> **Data in this exercise**
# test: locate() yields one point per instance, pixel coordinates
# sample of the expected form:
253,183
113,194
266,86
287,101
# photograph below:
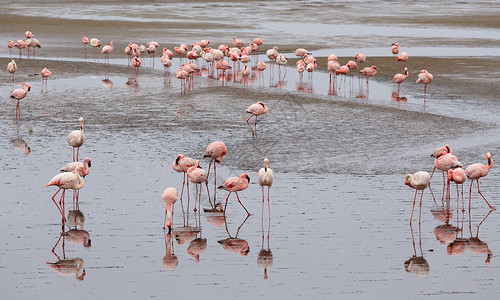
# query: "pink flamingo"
10,45
399,78
368,72
458,176
106,50
238,43
418,181
96,43
360,58
76,139
235,184
395,48
136,63
19,94
20,44
182,164
170,197
266,178
45,75
64,181
86,164
476,171
403,58
85,41
256,109
12,68
332,66
216,152
425,78
197,176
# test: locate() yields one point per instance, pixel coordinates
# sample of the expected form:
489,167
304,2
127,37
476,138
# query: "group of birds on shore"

> **Your task**
Please print each record above again exactly, but omit any pictures.

> **Answer to the exercise**
# test: locate() yields one point per instance, pixel coordinates
# sample of the expected form:
253,183
113,194
266,86
287,101
# photograph below:
# query: "pink flamingo"
10,45
399,78
368,72
458,176
106,50
238,43
418,181
96,43
360,58
76,139
235,184
395,48
136,63
19,94
20,44
182,164
170,197
266,178
45,75
64,181
86,164
476,171
403,58
85,41
256,109
12,68
332,66
216,152
425,78
197,176
# test: locate() yields one point per instance, pixel coordinates
# sample of the expected form:
489,167
304,2
127,37
476,138
# query: "group of birds on shore"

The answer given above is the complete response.